QUOTED TEXT —
-- -- --

# Platforms & Shoes?



## weekendthrasher (Jul 26, 2011)

I'm looking for any recommendations on platform pedals for aggressive mountain biking and applicable shoes (regular running shoes just don't cut it for me any more).

I don't know which platforms are best or if there is alot of difference between them, so would be happy to hear suggestions/experiences or get directed to any good reviews.

The only shoes (for flat pedals) that I keep getting told about are "Five-tens" but not with respect to which specific shoe of that brand hold up the best in technical trails. Any specific "Five-ten" shoes recommended? Any other brands I should take a look at?

As always, appreciate the feedback.


----------



## BEEB (Jul 16, 2010)

im using a pair of nike ronbuk acg shoes
the sole is made of sticky rubber and trust me is awesome on my flat pedals both on my XC bike and on my AM
https://www.megabuty.pl/data/gfx/pictures/medium/3/2/1923_1.jpg
also the shoes are rugged, i went nose front on concrete, slided like 2meters, the medal on my pedals went into dust due to friction on the concrete,but the shoes are like new


----------



## weekendthrasher (Jul 26, 2011)

-- -- --

Location identification items:
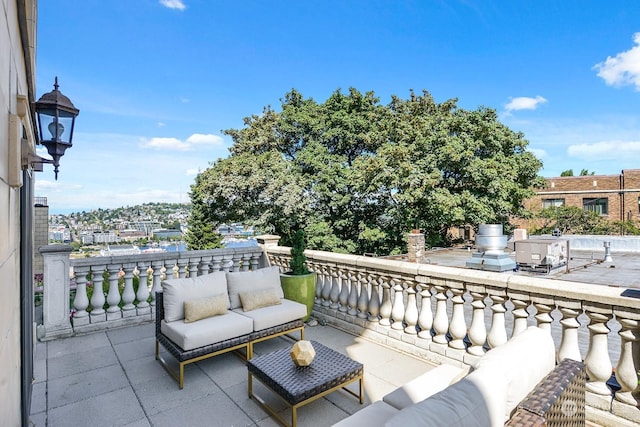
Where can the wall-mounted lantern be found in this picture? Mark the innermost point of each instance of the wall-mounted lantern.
(58, 115)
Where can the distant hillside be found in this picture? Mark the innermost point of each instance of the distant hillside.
(168, 215)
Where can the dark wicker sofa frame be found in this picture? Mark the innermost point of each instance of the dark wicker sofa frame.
(246, 342)
(558, 400)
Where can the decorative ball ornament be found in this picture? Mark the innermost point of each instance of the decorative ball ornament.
(302, 353)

-- -- --

WHAT TO PRODUCE —
Return the passage of the forum thread on platform pedals and shoes from "I'm looking for" up to and including "appreciate the feedback.", word for word.

PROBLEM SOLUTION —
I'm looking for any recommendations on platform pedals for aggressive mountain biking and applicable shoes (regular running shoes just don't cut it for me any more).

I don't know which platforms are best or if there is alot of difference between them, so would be happy to hear suggestions/experiences or get directed to any good reviews.

The only shoes (for flat pedals) that I keep getting told about are "Five-tens" but not with respect to which specific shoe of that brand hold up the best in technical trails. Any specific "Five-ten" shoes recommended? Any other brands I should take a look at?

As always, appreciate the feedback.